# Excerpted passage:
For early child education: $1 for one year of preschool saves $6; $1 for a two-year preschool program saves $3.56. For school climate improvements (training teachers and gifts to student activities funds): $1 saves $1.76 in school vandalism costs. For family early intervention and preservation (home visiting, parenting classes): $1 saves $5 to $6 in child protection and custody costs; and for general public prevention measures for all ages the use of seat belts for $1 saves over $1,000 and for pollution abatement and prevention $1 saves $5.
I wonder how the American Revolution would have come out if a majority of eastern seaboard colonists' families and leaders had decided they could not afford it? George Washington, Thomas Jefferson and many other leaders of those times lived in great debt. Not a small number died in monetary debt. I wonder if the naysayers in Congress had prevailed against Secretary of State Seward, how Russian ownership would have continued. If those Alaska frontier families and early territorial leaders had decided they could not afford to have statehood, how would Alaska be today? The science and practice of prevention made some significant strides in the 1990s, as our national economy reaped the peace dividend of Soviet Union breakup. Life expectancy rose, death rates from nearly all causes, including AIDS, in the United States declined, levels of living standards for millions rose to unprecedented highs, and all the world learned we can grow enough food and conserve enough water for humankind as birth rates drop and humans became closely interconnected by electronic and jet travel technology. Alaska's economy has steadily grown and we have more human talent and energy at our disposal than ever before.

# Record excerpts:
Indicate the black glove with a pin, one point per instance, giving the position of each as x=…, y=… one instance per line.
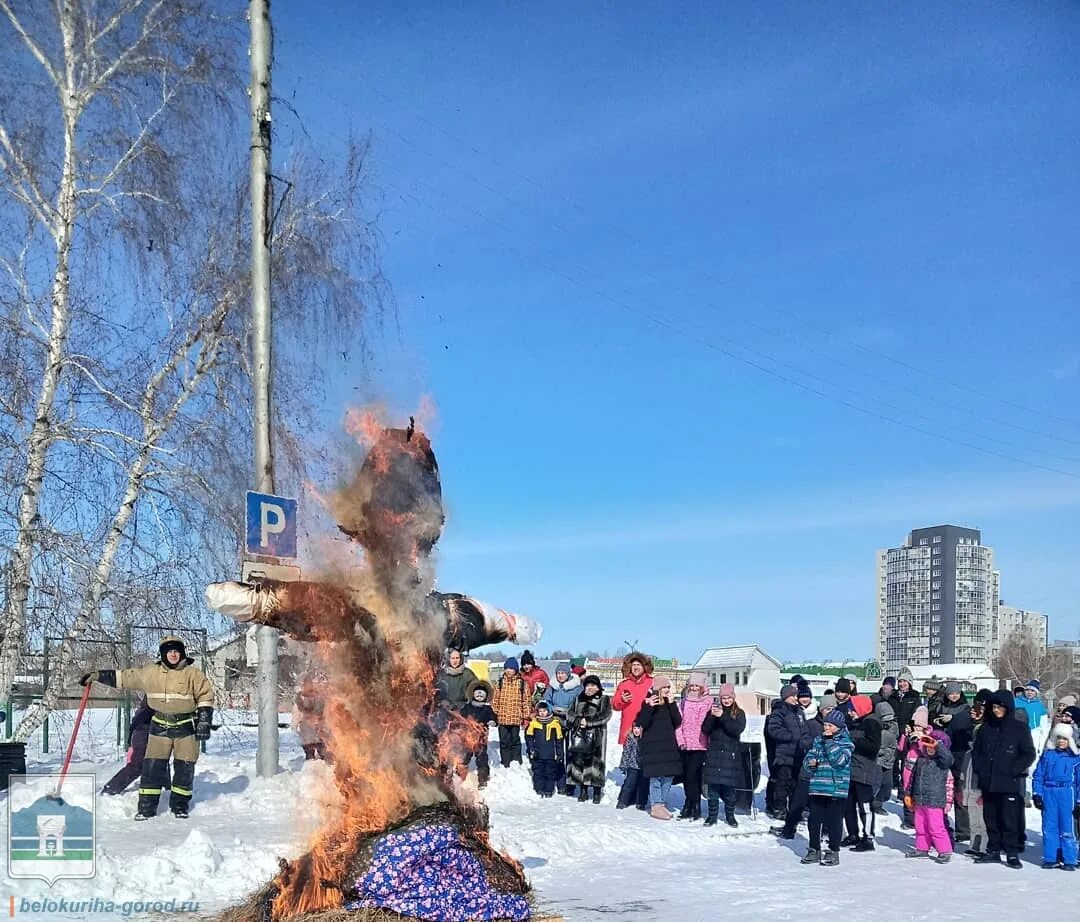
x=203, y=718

...

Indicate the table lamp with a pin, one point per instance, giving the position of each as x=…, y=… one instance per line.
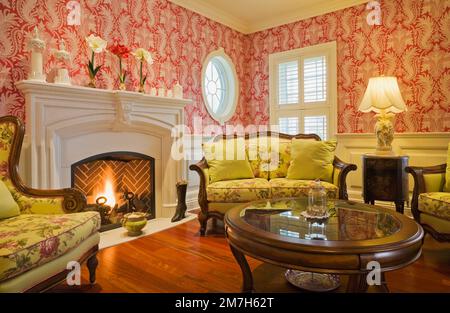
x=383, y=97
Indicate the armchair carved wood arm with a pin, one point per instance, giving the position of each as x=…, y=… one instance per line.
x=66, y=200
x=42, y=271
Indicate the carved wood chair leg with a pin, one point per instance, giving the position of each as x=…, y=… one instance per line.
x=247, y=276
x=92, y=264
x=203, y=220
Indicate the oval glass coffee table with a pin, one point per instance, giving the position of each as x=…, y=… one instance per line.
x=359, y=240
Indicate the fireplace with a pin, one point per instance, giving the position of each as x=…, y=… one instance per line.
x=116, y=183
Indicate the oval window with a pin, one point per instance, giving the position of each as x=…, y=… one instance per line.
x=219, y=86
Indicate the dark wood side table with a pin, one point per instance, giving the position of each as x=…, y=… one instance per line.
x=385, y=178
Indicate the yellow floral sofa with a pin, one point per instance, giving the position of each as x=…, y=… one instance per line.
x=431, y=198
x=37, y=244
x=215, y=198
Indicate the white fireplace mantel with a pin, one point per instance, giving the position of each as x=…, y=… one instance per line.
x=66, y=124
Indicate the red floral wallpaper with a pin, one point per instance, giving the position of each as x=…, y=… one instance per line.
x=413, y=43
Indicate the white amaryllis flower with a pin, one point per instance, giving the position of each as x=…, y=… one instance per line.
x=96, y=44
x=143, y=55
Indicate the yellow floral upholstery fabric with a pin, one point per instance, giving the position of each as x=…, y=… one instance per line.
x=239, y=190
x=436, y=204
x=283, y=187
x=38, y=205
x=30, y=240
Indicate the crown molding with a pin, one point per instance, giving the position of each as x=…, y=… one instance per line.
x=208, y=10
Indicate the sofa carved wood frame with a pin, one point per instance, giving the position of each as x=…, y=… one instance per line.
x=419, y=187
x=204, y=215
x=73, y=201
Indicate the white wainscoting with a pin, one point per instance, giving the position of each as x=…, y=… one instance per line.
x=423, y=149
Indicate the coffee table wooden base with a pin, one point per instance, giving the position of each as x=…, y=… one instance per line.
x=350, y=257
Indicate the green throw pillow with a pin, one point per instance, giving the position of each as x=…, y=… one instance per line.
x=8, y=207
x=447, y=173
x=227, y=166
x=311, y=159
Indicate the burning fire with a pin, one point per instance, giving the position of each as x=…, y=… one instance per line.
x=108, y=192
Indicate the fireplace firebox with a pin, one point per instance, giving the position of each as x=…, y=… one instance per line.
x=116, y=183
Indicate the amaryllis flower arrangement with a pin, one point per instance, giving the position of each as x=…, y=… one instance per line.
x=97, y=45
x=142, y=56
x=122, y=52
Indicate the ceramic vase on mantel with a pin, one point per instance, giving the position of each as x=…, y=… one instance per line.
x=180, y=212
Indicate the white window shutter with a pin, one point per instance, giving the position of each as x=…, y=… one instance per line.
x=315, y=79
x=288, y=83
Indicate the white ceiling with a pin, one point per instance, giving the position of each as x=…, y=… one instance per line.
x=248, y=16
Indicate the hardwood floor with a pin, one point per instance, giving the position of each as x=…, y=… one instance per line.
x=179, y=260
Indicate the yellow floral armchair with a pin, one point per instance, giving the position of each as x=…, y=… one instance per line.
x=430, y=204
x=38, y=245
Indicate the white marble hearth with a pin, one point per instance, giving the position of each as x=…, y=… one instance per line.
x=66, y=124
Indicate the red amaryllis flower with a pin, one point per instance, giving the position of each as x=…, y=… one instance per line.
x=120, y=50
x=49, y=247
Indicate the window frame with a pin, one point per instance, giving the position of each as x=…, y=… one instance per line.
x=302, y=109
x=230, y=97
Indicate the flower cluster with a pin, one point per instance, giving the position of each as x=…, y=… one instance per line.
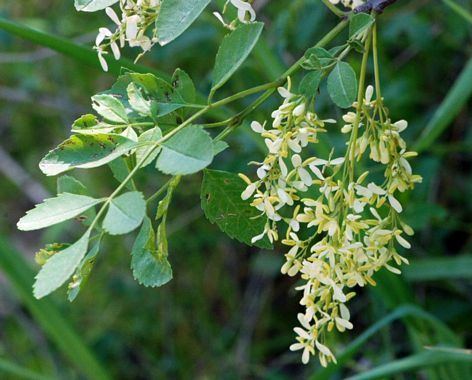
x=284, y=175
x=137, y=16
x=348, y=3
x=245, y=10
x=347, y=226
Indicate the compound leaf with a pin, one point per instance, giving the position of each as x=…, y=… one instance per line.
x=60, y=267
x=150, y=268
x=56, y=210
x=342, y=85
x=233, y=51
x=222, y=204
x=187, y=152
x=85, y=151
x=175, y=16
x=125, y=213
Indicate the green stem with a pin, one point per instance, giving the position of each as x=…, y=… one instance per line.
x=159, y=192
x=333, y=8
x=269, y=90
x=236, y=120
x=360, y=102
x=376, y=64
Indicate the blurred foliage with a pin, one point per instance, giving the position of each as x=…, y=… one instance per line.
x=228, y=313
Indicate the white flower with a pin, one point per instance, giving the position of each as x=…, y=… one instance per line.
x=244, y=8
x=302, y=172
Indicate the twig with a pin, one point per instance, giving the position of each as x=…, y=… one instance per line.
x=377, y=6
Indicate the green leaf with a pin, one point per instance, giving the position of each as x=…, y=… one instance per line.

# Things to do:
A – According to the passage on prevention spending, how much does $1 spent on school climate improvements save?
B – Say whether each statement agrees with the passage on prevention spending. Answer yes or no and quote the words of the passage that decide it.
(i) Each $1 spent on a two-year preschool program saves $6.
(ii) Death rates from AIDS in the United States declined.
(iii) Few leaders of Washington's time died in monetary debt.
C – Extend the passage on prevention spending with a few sentences that carry on after its final sentence.
The items are separate material and have no connection to the passage on prevention spending.

# Replies:
A – It saves $1.76 in school vandalism costs.

B –
(i) No: "$1 for a two-year preschool program saves $3.56."
(ii) Yes: "death rates from nearly all causes, including AIDS, in the United States declined"
(iii) No: "Not a small number died in monetary debt."

C –
I believe we not only can afford fair taxes to invest in Alaska's continued growth, we really cannot afford to let fear control our future. I urge all Alaskans to call, fax, e-mail, and write their senators and representatives to balance fiscal accountability with public tax resources. This is a way we can all give to Alaska. Our children and their children will look back and say, "Our Alaska forebears had a vision and the courage to share in giving resources for us, and we thank them forever."
George W. Brown is a pediatrician working in private practice in Juneau.